= AIM OF THE EXERCISE =
Please express the listing below as a two-column CSV with the headers input and output, giving each text and its answer their own row, with each value in one quoted field and line breaks replaced by spaces. Leave the pictures out.

Dataset entries:
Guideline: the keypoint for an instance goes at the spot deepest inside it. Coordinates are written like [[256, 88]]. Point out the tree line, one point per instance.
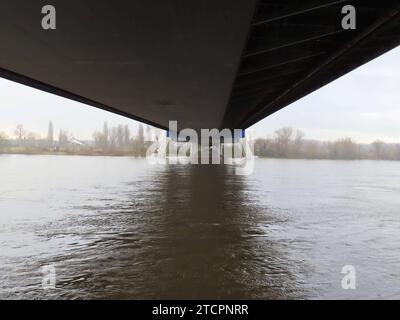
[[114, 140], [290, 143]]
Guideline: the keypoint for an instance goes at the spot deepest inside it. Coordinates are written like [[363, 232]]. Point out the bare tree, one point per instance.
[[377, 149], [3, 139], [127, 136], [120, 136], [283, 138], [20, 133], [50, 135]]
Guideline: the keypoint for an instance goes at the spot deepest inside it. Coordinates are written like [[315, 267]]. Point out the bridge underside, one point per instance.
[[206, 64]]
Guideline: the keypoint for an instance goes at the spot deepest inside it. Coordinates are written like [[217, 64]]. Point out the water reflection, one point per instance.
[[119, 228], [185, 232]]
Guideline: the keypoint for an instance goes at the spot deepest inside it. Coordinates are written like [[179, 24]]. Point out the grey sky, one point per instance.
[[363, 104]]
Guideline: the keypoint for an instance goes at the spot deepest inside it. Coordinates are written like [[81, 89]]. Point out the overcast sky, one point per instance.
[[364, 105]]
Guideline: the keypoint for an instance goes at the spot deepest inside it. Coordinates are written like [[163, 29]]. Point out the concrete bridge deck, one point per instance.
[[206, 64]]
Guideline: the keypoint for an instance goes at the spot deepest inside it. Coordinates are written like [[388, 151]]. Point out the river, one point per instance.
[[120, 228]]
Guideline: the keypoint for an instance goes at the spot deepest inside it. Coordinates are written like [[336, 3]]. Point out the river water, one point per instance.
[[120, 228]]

= WRITTEN ANSWER =
input,output
"Guideline: the keypoint for an instance goes at the spot deepest inside it. Coordinates are written like [[256, 88]]. Point out the tree line, one point per instance.","[[114, 140], [290, 143]]"
"Guideline: the keypoint for an instance goes at the spot deepest inside it. Coordinates are written like [[363, 232]]. Point out the bare tree, one point per instance.","[[377, 149], [3, 139], [127, 136], [120, 136], [283, 138], [20, 133], [50, 135]]"
"Guideline: the keypoint for an instance goes at the spot deepest inside it. Coordinates are written like [[315, 267]]. Point out the bridge underside, one point per instance.","[[206, 64]]"
"Guideline: the keypoint for an instance goes at the spot deepest inside it. Coordinates are written like [[217, 64]]. Point out the water reflection, one point per instance.","[[119, 228], [185, 232]]"
"Guideline: the keypoint for an instance goes at the spot deepest inside it. Coordinates are written like [[179, 24]]. Point out the grey sky, one point per instance.","[[363, 104]]"
"Guideline: the keypoint for an instance goes at the spot deepest inside it. Coordinates are written like [[81, 89]]. Point out the overcast sky, one point per instance.","[[364, 105]]"
"Guideline: the keypoint for an instance goes at the spot deepest inside it. Coordinates are written like [[163, 29]]. Point out the concrete bridge deck, one point per instance.","[[206, 64]]"
"Guideline: the keypoint for an instance goes at the spot deepest inside it. Coordinates are written like [[388, 151]]. Point out the river, one point per instance.","[[120, 228]]"
"Guideline: the keypoint for an instance goes at the spot deepest inside it. Coordinates are written like [[336, 3]]. Point out the river water, one point per instance.","[[120, 228]]"